___ DATA EXTRACTS ___

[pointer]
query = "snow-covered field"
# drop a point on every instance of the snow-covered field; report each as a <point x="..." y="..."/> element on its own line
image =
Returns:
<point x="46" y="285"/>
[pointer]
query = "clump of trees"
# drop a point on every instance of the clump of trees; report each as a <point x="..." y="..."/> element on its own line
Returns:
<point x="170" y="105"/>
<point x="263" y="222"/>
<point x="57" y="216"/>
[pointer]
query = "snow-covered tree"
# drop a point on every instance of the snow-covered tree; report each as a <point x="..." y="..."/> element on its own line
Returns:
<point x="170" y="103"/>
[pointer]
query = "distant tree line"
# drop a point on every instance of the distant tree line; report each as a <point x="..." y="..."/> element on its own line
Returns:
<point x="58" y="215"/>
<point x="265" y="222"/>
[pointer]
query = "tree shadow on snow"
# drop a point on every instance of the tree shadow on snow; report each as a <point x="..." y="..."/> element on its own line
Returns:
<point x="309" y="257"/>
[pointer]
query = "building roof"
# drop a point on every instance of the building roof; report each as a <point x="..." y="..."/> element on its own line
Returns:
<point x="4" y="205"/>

___

* **AIM OF THE EXERCISE**
An exact copy of every record above is what's needed here.

* **RESULT FOR THIS TASK**
[pointer]
query = "snow-covered field"
# drop a point on every instance of the snow-covered field; report each as a <point x="..." y="..."/> element on its own line
image =
Returns:
<point x="46" y="285"/>
[pointer]
query = "clump of trees"
# drop a point on every instance of the clump of trees; report each as a <point x="..." y="..."/> element on its own line
Returns:
<point x="170" y="105"/>
<point x="263" y="222"/>
<point x="57" y="216"/>
[pointer]
query = "snow-covered tree"
# drop a point on every instance of the snow-covered tree; report each as a <point x="..." y="..."/> element on its own line
Returns:
<point x="170" y="103"/>
[pointer]
query = "distant tree line"
# drop a point on every instance of the distant tree line; report each as a <point x="..." y="..."/> element on its own line
Returns:
<point x="58" y="215"/>
<point x="265" y="222"/>
[pointer]
query = "tree shadow on snow"
# drop a point on every instance of the tree shadow on snow; report each as a <point x="..." y="..."/> element on its own line
Returns:
<point x="309" y="257"/>
[pointer]
query = "building roof"
# drop a point on every instance of the building roof; report each as a <point x="..." y="..."/> element on its own line
Returns:
<point x="4" y="205"/>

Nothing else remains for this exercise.